Extracted material:
[start]

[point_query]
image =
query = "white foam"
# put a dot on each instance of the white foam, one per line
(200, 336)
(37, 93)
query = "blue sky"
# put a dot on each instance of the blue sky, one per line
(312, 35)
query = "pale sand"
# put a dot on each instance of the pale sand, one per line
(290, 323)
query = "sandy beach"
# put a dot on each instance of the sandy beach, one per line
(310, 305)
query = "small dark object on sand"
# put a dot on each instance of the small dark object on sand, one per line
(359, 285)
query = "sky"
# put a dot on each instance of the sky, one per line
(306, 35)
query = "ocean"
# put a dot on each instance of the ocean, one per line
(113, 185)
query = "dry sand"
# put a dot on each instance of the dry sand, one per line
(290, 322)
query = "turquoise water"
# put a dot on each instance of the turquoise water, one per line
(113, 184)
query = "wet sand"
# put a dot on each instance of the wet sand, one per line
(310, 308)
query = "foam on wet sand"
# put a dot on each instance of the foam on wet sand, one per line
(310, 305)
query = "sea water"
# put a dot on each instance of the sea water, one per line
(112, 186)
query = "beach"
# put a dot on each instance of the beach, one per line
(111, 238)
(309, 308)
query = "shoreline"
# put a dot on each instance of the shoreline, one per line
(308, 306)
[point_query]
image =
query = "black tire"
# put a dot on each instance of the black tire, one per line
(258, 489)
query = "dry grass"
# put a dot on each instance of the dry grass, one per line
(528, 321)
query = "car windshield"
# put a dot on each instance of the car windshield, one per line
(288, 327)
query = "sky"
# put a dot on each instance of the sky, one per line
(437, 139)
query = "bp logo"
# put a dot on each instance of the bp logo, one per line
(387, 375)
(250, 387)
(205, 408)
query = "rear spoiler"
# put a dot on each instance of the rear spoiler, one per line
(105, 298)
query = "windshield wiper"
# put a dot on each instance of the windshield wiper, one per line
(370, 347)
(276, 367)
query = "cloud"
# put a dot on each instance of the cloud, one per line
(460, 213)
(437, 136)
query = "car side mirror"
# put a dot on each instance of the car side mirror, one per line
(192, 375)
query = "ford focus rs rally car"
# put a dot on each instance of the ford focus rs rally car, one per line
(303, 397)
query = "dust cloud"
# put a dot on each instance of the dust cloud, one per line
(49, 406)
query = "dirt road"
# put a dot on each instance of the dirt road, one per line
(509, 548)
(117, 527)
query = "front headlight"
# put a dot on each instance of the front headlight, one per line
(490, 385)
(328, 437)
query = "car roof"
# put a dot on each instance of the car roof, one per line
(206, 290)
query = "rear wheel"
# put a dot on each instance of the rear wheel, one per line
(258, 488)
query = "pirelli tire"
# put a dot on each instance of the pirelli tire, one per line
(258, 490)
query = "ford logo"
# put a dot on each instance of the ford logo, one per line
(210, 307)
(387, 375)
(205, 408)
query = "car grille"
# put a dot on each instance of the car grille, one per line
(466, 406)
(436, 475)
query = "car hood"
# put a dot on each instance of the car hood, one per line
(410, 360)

[end]

Objective: Please reproduce each line exactly as written.

Response to this task:
[point_query]
image =
query = "white foam"
# put a dot on each instance of the white foam, one per line
(200, 336)
(37, 93)
query = "blue sky"
# put a dot on each instance of the blue sky, one per line
(312, 35)
query = "pale sand"
# put a dot on each instance of the pale sand, one per line
(290, 323)
query = "sandy beach"
# put a dot on each instance of the sandy beach, one per line
(310, 305)
query = "small dark object on sand"
# put a dot on each instance of the small dark object on sand, one per line
(359, 285)
query = "sky"
# put a dot on each instance of the sky, one per line
(306, 35)
query = "ocean"
# put a dot on each instance of the ocean, one per line
(113, 185)
query = "dry sand"
# put a dot on each instance of the dry sand, one per line
(290, 322)
query = "turquoise water"
# put a dot on each instance of the turquoise water, one per line
(113, 184)
query = "wet sand"
# put a dot on each instance of the wet sand, one per line
(310, 308)
query = "foam on wet sand"
# put a dot on each instance of the foam on wet sand, one per line
(310, 305)
query = "sea water"
# put a dot on each instance of the sea water, one per line
(112, 186)
query = "beach"
# put a dot on each instance of the beach, one per line
(111, 238)
(309, 308)
query = "shoreline"
# put a dot on each instance of the shoreline, one per line
(308, 306)
[point_query]
image =
query = "black tire"
# put a dot on each instance of the black tire, one per line
(258, 489)
query = "dry grass"
# put a dot on each instance of the dry grass, one per line
(528, 321)
query = "car windshield"
# put a dot on each instance of the car windshield, one per line
(288, 327)
query = "sky"
# put a dot on each instance of the sky, one per line
(437, 139)
query = "bp logo"
# put a dot on each instance of the bp logo, one per line
(387, 375)
(250, 387)
(205, 408)
query = "rear spoiler"
# put a dot on each instance of the rear spoiler, one per line
(105, 298)
query = "windshield wiper"
# put a dot on each instance of the windshield wiper, one per line
(370, 347)
(276, 367)
query = "cloud"
# put a dot on each instance of the cloud, one per line
(460, 213)
(437, 136)
query = "car side mirror"
# put a dot on each instance of the car side mirror, one per line
(192, 375)
query = "ford focus rs rally car"
# put a dot on each instance of the ford focus rs rally car, one per line
(303, 397)
query = "dust cloud"
# put a dot on each instance of the dust cloud, one per line
(49, 406)
query = "dirt road"
# put a dot on each instance of the dirt road, one per line
(509, 548)
(117, 527)
query = "front headlight"
# put a dot on each instance of the front headlight, one per line
(490, 385)
(328, 437)
query = "car roof"
# put a dot on each instance of the car roof, one per line
(206, 290)
query = "rear wheel"
# put a dot on each instance of the rear wheel, one per line
(258, 488)
query = "pirelli tire"
# put a dot on each instance of the pirelli tire, one per line
(258, 490)
query = "ford logo"
# put a dot on each instance of the ford logo, one per line
(210, 307)
(387, 375)
(205, 408)
query = "car grille"
# put a dot on each instance of the car grille, one per line
(466, 406)
(436, 475)
query = "car hood"
# put a dot on each instance of the car hood, one per line
(410, 360)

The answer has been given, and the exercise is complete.